■ **SET EXERCISE**: Could you render all the entries below as a Markdown table with the columns No. and Line, one numbered row per line, skipping blank lines and leaving the pictures out?

■ **SUPPLIED RECORDS**:
┌────────

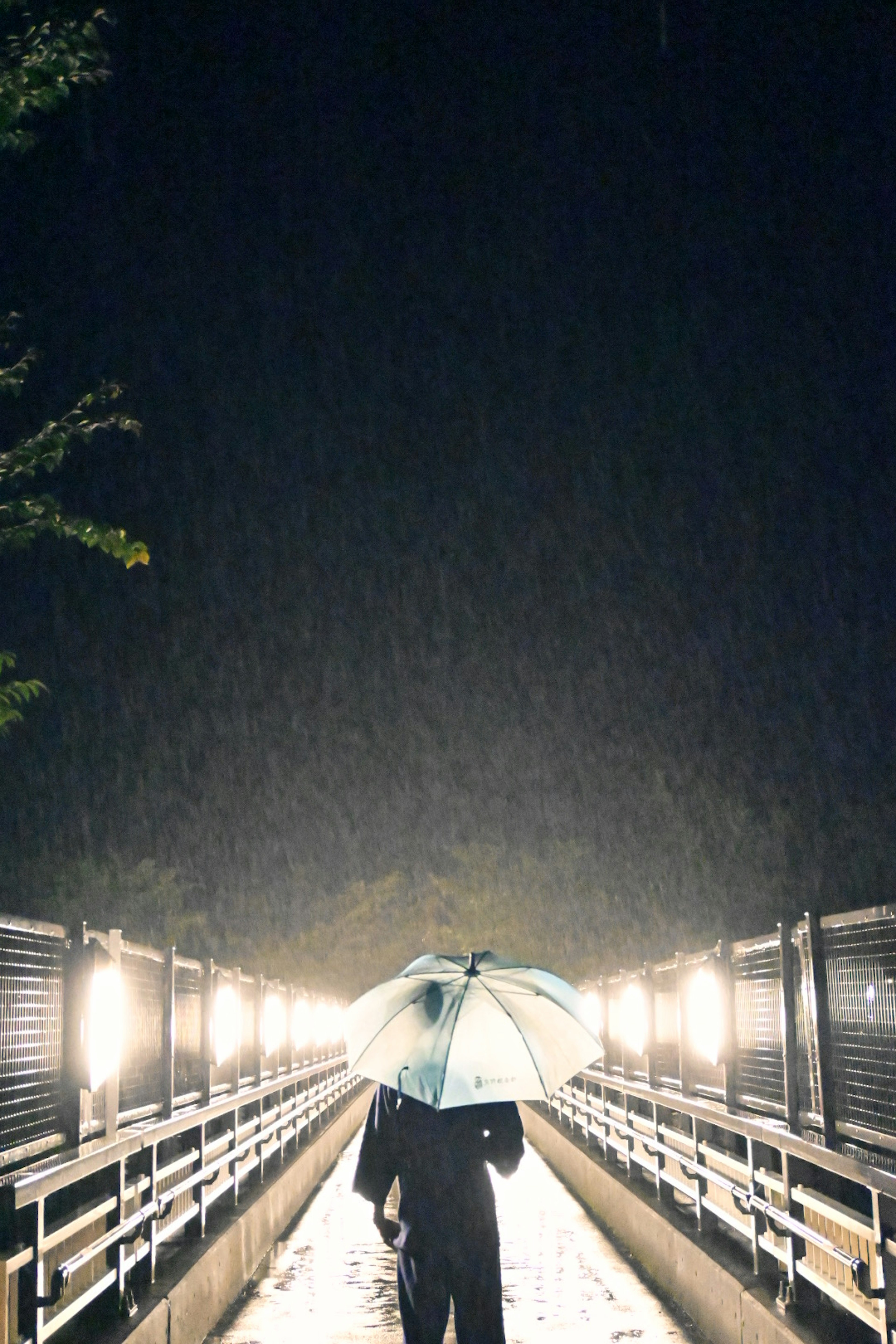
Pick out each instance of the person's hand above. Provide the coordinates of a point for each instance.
(387, 1228)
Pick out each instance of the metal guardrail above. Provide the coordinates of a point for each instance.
(812, 1033)
(97, 1220)
(808, 1214)
(100, 1183)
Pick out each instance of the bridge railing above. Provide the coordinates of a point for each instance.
(797, 1025)
(754, 1084)
(140, 1093)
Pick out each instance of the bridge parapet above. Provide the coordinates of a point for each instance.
(142, 1095)
(754, 1085)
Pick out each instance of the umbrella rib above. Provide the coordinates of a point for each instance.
(460, 1004)
(522, 1037)
(389, 1022)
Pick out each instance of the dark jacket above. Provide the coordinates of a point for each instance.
(440, 1159)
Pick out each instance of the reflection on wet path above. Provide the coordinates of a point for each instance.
(332, 1280)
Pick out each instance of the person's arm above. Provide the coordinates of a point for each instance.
(377, 1169)
(504, 1138)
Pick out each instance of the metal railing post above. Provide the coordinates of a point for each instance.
(730, 1060)
(647, 984)
(168, 1037)
(821, 1027)
(789, 1027)
(684, 1060)
(112, 1081)
(237, 980)
(259, 1047)
(207, 1010)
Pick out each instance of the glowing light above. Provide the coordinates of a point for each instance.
(636, 1027)
(303, 1025)
(706, 1015)
(225, 1025)
(104, 1025)
(275, 1023)
(593, 1014)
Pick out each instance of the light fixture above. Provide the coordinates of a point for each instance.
(303, 1025)
(273, 1023)
(96, 1014)
(636, 1023)
(225, 1023)
(707, 1015)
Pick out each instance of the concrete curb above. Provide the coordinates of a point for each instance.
(724, 1303)
(189, 1310)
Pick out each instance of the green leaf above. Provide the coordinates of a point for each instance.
(38, 68)
(15, 694)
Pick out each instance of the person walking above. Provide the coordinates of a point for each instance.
(448, 1234)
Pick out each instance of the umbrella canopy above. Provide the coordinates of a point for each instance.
(459, 1031)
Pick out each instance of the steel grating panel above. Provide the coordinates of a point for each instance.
(807, 1060)
(761, 1061)
(30, 1037)
(143, 983)
(862, 998)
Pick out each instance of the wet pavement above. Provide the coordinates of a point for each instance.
(332, 1280)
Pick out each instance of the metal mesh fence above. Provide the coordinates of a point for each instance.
(862, 998)
(756, 971)
(805, 1029)
(30, 1037)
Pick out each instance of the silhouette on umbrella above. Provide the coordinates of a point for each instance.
(460, 1031)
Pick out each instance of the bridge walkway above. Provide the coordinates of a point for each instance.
(332, 1281)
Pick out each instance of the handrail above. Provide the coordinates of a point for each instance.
(747, 1198)
(289, 1116)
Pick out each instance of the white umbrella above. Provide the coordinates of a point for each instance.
(455, 1031)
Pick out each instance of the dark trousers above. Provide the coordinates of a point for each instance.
(469, 1273)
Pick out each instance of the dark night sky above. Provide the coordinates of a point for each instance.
(518, 458)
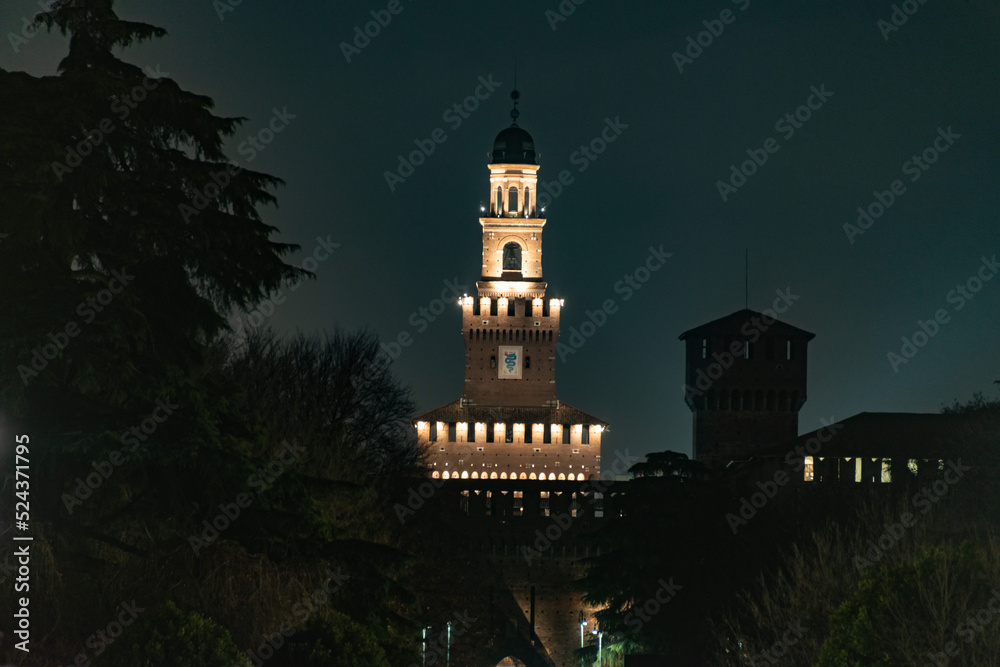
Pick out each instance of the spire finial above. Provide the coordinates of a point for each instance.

└────────

■ **RESULT FOR THIS EXERCISE**:
| No. | Line |
|---|---|
| 1 | Pick out each instance of the person's hand above. Provide the coordinates of a point for each instance. |
| 2 | (387, 1228) |
| 3 | Pick out each instance of the metal guardrail above. Provide the coordinates of a point for each instance. |
| 4 | (812, 1033) |
| 5 | (97, 1220) |
| 6 | (808, 1214) |
| 7 | (100, 1183) |
| 8 | Pick out each instance of the bridge railing above. Provide the coordinates of a point for each instance. |
| 9 | (797, 1025) |
| 10 | (754, 1084) |
| 11 | (140, 1093) |
| 12 | Pick out each instance of the bridge parapet above. Provide the coordinates of a point for each instance. |
| 13 | (142, 1095) |
| 14 | (754, 1085) |
| 15 | Pick out each instance of the umbrella rib above. Provide the coordinates of a point for each instance. |
| 16 | (460, 1004) |
| 17 | (522, 1037) |
| 18 | (389, 1022) |
| 19 | Pick out each instance of the dark jacket above. Provide the coordinates of a point for each instance. |
| 20 | (440, 1159) |
| 21 | Pick out each instance of the reflection on wet path above. Provide the coordinates of a point for each instance. |
| 22 | (332, 1280) |
| 23 | Pick out each instance of the person's arm above. Provide the coordinates of a point for each instance. |
| 24 | (377, 1169) |
| 25 | (504, 1138) |
| 26 | Pick out each instance of the metal railing post above. Provide the coordinates of a point for each instance. |
| 27 | (730, 1060) |
| 28 | (647, 984) |
| 29 | (168, 1037) |
| 30 | (821, 1027) |
| 31 | (789, 1027) |
| 32 | (684, 1060) |
| 33 | (112, 1081) |
| 34 | (237, 980) |
| 35 | (259, 1047) |
| 36 | (207, 1010) |
| 37 | Pick out each instance of the glowing light above. Provide the coordinates of a point for each instance. |
| 38 | (636, 1027) |
| 39 | (303, 1025) |
| 40 | (706, 1015) |
| 41 | (225, 1025) |
| 42 | (104, 1025) |
| 43 | (275, 1023) |
| 44 | (593, 1014) |
| 45 | Pick out each instance of the light fixture above. Provide the coordinates of a point for each instance. |
| 46 | (303, 1025) |
| 47 | (273, 1023) |
| 48 | (96, 1014) |
| 49 | (636, 1023) |
| 50 | (225, 1023) |
| 51 | (707, 1015) |
| 52 | Pick out each instance of the concrete curb above. Provide the coordinates of a point for each instance. |
| 53 | (724, 1303) |
| 54 | (189, 1310) |
| 55 | Pick out each instance of the green leaf above. Provide the coordinates of a point for each instance. |
| 56 | (38, 68) |
| 57 | (15, 694) |
| 58 | Pick out each instance of the person walking above. Provide the coordinates of a point for each instance. |
| 59 | (448, 1234) |
| 60 | Pick out each instance of the umbrella canopy above. Provide the coordinates of a point for each instance. |
| 61 | (459, 1031) |
| 62 | Pick out each instance of the steel grating panel above. Provide the coordinates of a point for each instance. |
| 63 | (807, 1060) |
| 64 | (761, 1061) |
| 65 | (30, 1037) |
| 66 | (143, 983) |
| 67 | (862, 998) |
| 68 | Pick out each instance of the wet pavement above. Provide the coordinates of a point for each instance. |
| 69 | (332, 1280) |
| 70 | Pick out each instance of the metal mesh fence above. Provide the coordinates of a point for each instance. |
| 71 | (862, 998) |
| 72 | (756, 971) |
| 73 | (805, 1029) |
| 74 | (30, 1037) |
| 75 | Pick out each instance of the silhouette on umbrella above. Provide the coordinates of a point for each instance. |
| 76 | (460, 1031) |
| 77 | Pick out each instance of the bridge walkway above. Provide the coordinates of a point for each instance. |
| 78 | (332, 1281) |
| 79 | Pick out each instance of the handrail above. Provide the coordinates of a point for each instance. |
| 80 | (747, 1198) |
| 81 | (289, 1116) |
| 82 | Pick out each instance of the white umbrella above. Provide the coordinates of a point for each instance. |
| 83 | (455, 1031) |
| 84 | Pick out each instance of the dark trousers above. Provide the coordinates of a point for each instance. |
| 85 | (469, 1273) |
| 86 | Pick out each instance of the dark night sky above. Provide the coordinates of a point for each instance. |
| 87 | (518, 458) |
| 88 | Pick out each instance of the spire finial above. Provide the coordinates of a point for each instance. |